**Study questions**.
[A] List every lake named in the E40 project excerpt below.
[B] Carry on the E40 project excerpt below, starting after its final sentence.

12. It is also planned to include the reduction of carbon dioxide emissions in the list of additional benefits that arise from the implementation of the project. At the same time, the document does not provide quantitative calculations of carbon dioxide emission reductions. On the other hand, the CO_{2} emissions associated with inland waterway transport are generally comparable to those from rail transport.
13. The work also does not take into account the existence of numerous protected natural areas especially valuable for the conservation of biodiversity in Belarus and Ukraine. These areas may also be damaged as a result of hydrological work. At the same time, the work does not take into account the corresponding additional costs as part of the project costs (including in the context of possible compensation payments or activities).
14. A more detailed economic assessment of the Document is useless, since it will not change the incorrect basic approach of evaluating the idea of the E40 project for its feasibility.

== Environmental risks of the project ==

=== Hydrological problems/drought ===
Today, the functioning of the Dnieper-Bug Canal, which is to become part of the E40, provokes significant hydrological problems. The weak link of the Dnieper-Bug water system is the uneven distribution of water resources throughout the year on the watershed (Dnieper-Bug): a large amount in the spring and a shortage in the low-water period. Most of the water during the year comes from the top of the Pripyat and the cascade of lakes: Svyatoe, Volyanskoe and Beloe, located along the upper reaches of the Pripyat in Ukraine. The transboundary problem of filling the Dnieper-Bug water system can cause degradation of the Pripyat riverbed, Svyatoe, Volyanskoe and Beloe lakes due to the operation of the water supply system.

**The data**.
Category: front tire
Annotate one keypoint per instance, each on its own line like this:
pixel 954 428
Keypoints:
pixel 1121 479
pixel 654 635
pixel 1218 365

**Answer set**.
[A] Svyatoe, Volyanskoe, Beloe

[B]
=== Impact on biodiversity ===
The construction and operation of the waterway provides for a change in the hydro-morphological conditions of the entire Polesia region, which will lead to the degradation of valuable wetlands under national and international protection as a habitat for valuable species, and a number of vulnerable natural territories of Ukraine. The transboundary problem of filling the Dnieper-Bug water system can cause degradation of the Pripyat riverbed, Svyatoe, Volyanskoe and Beloe lakes due to the operation of the water supply system.Many parts of Polesia are of international importance as exceptional natural monuments, which have received the status of biosphere reserves UNESCO, objects under the protection of the Ramsar Convention. Due to the fact that the E40 waterway is a transboundary project, it is subject to international conventions ratified by Ukraine (in particular Espoo Convention, The Aarhus Convention),according to which Environmental Impact Assessment should be carried out in a single package in all three countries.

=== Radiation and chemical danger ===
The section of the new shipping route will pass through the territory affected by the Chernobyl catastrophe in 1986. The mouth of the Pripyat River was significantly polluted, some of the radioactive substances sank both at the bottom of the river and at the bottom of the Kyiv reservoir. During dredging operations in the riverbed in the territories adjacent to the Chernobyl exclusion zone and in the upper region of the Kyiv Reservoir water quality may deteriorate, and millions of Ukrainian citizens may face a radioactive threat due to contamination with radioactive sediments. In addition only one chemical transport accident on the E40 route can destroy the water supply system of Kyiv and have a negative impact on the water supply of other cities downstream of the Dnieper River.